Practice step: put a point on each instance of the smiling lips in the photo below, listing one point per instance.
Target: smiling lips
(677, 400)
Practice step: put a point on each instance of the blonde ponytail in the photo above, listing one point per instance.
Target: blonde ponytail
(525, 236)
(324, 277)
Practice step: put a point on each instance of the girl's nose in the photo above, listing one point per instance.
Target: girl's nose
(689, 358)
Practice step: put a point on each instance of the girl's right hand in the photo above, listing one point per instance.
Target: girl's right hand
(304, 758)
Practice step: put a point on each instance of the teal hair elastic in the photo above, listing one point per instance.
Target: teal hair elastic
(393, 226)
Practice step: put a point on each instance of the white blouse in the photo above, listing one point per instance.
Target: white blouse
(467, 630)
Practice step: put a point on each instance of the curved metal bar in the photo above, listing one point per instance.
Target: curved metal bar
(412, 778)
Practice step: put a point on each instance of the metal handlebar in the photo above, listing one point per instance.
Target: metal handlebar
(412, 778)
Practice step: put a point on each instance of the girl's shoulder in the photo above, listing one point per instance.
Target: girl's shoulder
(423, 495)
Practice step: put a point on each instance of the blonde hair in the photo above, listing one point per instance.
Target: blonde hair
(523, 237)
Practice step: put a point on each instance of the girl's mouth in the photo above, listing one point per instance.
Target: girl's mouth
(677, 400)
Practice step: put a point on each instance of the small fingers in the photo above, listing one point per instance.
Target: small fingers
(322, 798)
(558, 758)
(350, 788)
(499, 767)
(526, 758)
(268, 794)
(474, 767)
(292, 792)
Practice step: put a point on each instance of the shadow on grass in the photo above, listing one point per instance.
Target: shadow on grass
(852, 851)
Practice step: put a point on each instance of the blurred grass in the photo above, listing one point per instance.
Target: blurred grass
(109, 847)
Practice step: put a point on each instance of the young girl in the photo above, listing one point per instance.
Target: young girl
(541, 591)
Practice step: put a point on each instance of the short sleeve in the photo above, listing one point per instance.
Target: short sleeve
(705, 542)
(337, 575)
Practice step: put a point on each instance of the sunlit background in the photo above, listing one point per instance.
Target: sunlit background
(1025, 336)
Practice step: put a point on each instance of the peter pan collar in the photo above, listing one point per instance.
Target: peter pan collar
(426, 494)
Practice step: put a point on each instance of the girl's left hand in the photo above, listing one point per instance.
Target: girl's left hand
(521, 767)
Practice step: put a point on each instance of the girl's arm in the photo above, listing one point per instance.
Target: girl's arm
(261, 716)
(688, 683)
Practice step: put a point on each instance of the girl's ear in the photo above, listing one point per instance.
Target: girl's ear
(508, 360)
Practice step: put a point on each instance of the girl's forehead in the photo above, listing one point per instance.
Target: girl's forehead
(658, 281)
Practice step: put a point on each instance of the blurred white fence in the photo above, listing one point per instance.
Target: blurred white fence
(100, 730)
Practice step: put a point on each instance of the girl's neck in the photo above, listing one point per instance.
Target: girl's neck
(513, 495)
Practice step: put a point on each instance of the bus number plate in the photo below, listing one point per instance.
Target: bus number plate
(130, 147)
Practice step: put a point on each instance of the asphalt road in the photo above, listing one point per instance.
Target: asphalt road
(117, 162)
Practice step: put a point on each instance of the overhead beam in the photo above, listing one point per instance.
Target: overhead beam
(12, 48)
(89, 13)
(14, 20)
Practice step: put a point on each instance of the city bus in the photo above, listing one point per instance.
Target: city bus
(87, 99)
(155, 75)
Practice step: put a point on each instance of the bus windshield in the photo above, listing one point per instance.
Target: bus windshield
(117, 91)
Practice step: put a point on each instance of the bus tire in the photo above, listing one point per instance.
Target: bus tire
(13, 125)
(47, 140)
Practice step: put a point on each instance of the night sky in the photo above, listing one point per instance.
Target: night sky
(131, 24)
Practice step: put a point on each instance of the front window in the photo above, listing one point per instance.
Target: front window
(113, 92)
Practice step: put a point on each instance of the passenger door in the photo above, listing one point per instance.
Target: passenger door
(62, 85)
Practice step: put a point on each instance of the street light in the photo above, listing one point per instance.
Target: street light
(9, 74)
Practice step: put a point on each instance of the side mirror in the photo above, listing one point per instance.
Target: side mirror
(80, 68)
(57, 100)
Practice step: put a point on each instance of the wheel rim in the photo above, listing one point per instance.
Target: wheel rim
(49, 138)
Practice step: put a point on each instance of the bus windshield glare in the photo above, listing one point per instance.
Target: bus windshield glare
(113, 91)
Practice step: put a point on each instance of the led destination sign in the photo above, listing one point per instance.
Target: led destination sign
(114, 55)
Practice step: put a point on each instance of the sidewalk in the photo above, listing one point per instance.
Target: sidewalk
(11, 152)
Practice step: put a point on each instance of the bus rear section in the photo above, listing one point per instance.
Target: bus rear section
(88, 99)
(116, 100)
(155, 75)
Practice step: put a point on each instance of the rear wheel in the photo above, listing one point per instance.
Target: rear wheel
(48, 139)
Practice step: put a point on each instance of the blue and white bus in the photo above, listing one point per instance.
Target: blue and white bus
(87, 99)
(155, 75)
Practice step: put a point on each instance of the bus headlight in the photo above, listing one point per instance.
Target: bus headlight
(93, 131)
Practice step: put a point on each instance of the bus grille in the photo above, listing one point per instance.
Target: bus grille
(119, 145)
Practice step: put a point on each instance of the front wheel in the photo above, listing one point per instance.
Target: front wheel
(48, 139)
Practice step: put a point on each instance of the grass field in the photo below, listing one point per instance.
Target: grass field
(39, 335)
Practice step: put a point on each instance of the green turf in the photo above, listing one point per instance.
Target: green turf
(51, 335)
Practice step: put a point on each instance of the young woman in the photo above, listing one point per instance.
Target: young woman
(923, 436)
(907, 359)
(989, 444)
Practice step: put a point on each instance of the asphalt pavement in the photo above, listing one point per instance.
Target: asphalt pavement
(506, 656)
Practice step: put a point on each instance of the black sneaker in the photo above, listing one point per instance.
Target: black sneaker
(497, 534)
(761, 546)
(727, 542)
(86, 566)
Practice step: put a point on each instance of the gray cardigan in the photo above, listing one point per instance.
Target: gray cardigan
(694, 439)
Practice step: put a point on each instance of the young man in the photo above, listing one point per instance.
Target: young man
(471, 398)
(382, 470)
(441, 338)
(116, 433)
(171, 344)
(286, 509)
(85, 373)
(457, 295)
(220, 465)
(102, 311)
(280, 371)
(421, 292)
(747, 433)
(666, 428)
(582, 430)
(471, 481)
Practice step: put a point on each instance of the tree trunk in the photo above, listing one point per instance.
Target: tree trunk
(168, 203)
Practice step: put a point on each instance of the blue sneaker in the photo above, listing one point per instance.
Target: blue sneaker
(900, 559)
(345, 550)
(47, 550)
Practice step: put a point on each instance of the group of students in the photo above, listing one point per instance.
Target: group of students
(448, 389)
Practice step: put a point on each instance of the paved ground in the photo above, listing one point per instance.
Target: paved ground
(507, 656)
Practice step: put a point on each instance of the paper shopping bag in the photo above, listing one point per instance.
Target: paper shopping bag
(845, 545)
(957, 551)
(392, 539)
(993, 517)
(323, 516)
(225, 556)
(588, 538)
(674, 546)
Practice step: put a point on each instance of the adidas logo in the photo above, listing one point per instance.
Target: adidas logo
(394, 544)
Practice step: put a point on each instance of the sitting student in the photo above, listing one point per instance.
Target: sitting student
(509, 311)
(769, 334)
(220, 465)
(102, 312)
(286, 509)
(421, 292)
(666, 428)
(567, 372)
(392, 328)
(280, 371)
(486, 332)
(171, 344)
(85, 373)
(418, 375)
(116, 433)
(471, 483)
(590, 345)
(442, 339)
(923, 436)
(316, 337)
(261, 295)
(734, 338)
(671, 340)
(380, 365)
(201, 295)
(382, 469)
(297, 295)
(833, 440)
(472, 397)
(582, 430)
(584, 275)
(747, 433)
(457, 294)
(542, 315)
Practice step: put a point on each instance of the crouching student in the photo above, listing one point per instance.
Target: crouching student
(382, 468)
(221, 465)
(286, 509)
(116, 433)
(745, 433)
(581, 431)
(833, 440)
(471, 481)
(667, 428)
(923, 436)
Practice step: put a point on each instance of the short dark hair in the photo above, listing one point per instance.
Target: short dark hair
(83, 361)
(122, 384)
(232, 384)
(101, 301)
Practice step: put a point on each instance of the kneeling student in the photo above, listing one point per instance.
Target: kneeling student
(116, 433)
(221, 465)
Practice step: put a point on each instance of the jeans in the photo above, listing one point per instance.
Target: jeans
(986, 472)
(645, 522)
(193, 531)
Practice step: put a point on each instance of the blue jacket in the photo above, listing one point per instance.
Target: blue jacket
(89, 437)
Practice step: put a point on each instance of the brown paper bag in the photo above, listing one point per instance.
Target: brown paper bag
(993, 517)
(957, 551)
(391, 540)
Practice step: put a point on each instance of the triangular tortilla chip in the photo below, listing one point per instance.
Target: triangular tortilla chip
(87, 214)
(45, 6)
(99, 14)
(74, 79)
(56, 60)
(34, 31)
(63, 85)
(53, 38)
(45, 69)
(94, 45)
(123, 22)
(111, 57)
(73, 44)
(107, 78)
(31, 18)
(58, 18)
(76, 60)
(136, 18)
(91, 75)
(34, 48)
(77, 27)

+--

Please quote exactly the lines from the one containing "Practice step: put a point on each instance of the crouching" through the last line of the records above, both included, and nothing else.

Practice step: put a point on each instance of the crouching student in the photo above, listing one point per instance.
Target: crouching student
(382, 468)
(221, 465)
(286, 509)
(116, 433)
(745, 433)
(581, 431)
(833, 440)
(471, 481)
(667, 428)
(923, 436)
Practice step: put a point on each instance of the short dark hair in the photo above, listing one point per instance.
Target: short dark hair
(83, 361)
(122, 384)
(232, 384)
(101, 301)
Practice step: put a point on each instance of the kneeling student in the photo above, listing one point per instance.
Target: kneeling student
(116, 433)
(221, 465)
Practice step: put a point on each instance of the jeans in the photo above, listing one point per instance.
Target: jeans
(986, 472)
(645, 522)
(193, 531)
Practice step: put a point on each instance of the blue jacket in the photo above, listing one point per instance.
Target: blue jacket
(89, 437)
Practice step: put a point on each instance of the brown paper bag in the photo above, listing one point per instance.
Target: brown paper bag
(993, 517)
(957, 551)
(391, 540)
Practice step: put a point on each instance of the triangular tortilla chip in the photo below, listing one point per instance.
Target: triangular tortilla chip
(87, 214)
(45, 6)
(99, 14)
(74, 79)
(56, 60)
(34, 31)
(63, 85)
(53, 38)
(45, 69)
(94, 45)
(123, 22)
(111, 57)
(73, 44)
(107, 78)
(31, 18)
(58, 18)
(76, 60)
(136, 18)
(91, 75)
(34, 48)
(77, 27)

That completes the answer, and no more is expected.